* [Work instruction]: Transcribe each entry so that it matches the original exactly.

* [Data for this task]:
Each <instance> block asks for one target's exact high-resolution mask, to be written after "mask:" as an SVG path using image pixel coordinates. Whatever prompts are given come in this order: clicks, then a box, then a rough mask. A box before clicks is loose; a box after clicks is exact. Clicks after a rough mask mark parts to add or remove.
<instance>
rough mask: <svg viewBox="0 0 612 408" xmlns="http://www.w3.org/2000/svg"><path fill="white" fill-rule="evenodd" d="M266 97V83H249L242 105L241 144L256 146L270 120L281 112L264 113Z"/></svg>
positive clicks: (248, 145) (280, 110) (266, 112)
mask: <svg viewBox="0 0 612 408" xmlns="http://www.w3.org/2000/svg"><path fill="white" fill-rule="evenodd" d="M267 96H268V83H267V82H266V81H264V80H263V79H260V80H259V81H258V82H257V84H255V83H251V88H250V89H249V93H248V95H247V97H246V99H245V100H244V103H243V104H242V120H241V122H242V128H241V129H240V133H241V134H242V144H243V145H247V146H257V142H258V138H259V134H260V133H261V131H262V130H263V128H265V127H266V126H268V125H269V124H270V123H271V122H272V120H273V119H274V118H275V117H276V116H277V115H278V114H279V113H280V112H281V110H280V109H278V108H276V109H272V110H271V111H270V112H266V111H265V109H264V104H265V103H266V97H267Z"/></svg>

* [Solution to the exercise]:
Each <instance> block asks for one target's exact high-resolution mask, to be written after "mask:" as an SVG path using image pixel coordinates. Whatever prompts are given come in this order: clicks, then a box, then a rough mask. A box before clicks is loose; a box after clicks is exact. Clicks after a rough mask mark parts to add or remove.
<instance>
rough mask: <svg viewBox="0 0 612 408" xmlns="http://www.w3.org/2000/svg"><path fill="white" fill-rule="evenodd" d="M266 97V83H249L242 105L241 144L256 146L270 120L281 112L264 113Z"/></svg>
positive clicks: (248, 145) (280, 110) (266, 112)
mask: <svg viewBox="0 0 612 408" xmlns="http://www.w3.org/2000/svg"><path fill="white" fill-rule="evenodd" d="M267 96H268V83H267V82H266V81H264V80H263V79H260V80H259V81H258V82H257V84H255V83H251V88H250V89H249V93H248V95H247V97H246V99H245V100H244V103H243V104H242V120H241V122H242V128H241V129H240V133H241V134H242V144H243V145H247V146H257V142H258V138H259V134H260V133H261V131H262V130H263V128H265V127H266V126H268V125H269V124H270V123H271V122H272V120H273V119H274V118H275V117H276V116H277V115H278V114H279V113H280V112H281V110H280V109H278V108H276V109H272V110H271V111H270V112H266V111H265V109H264V104H265V103H266V97H267Z"/></svg>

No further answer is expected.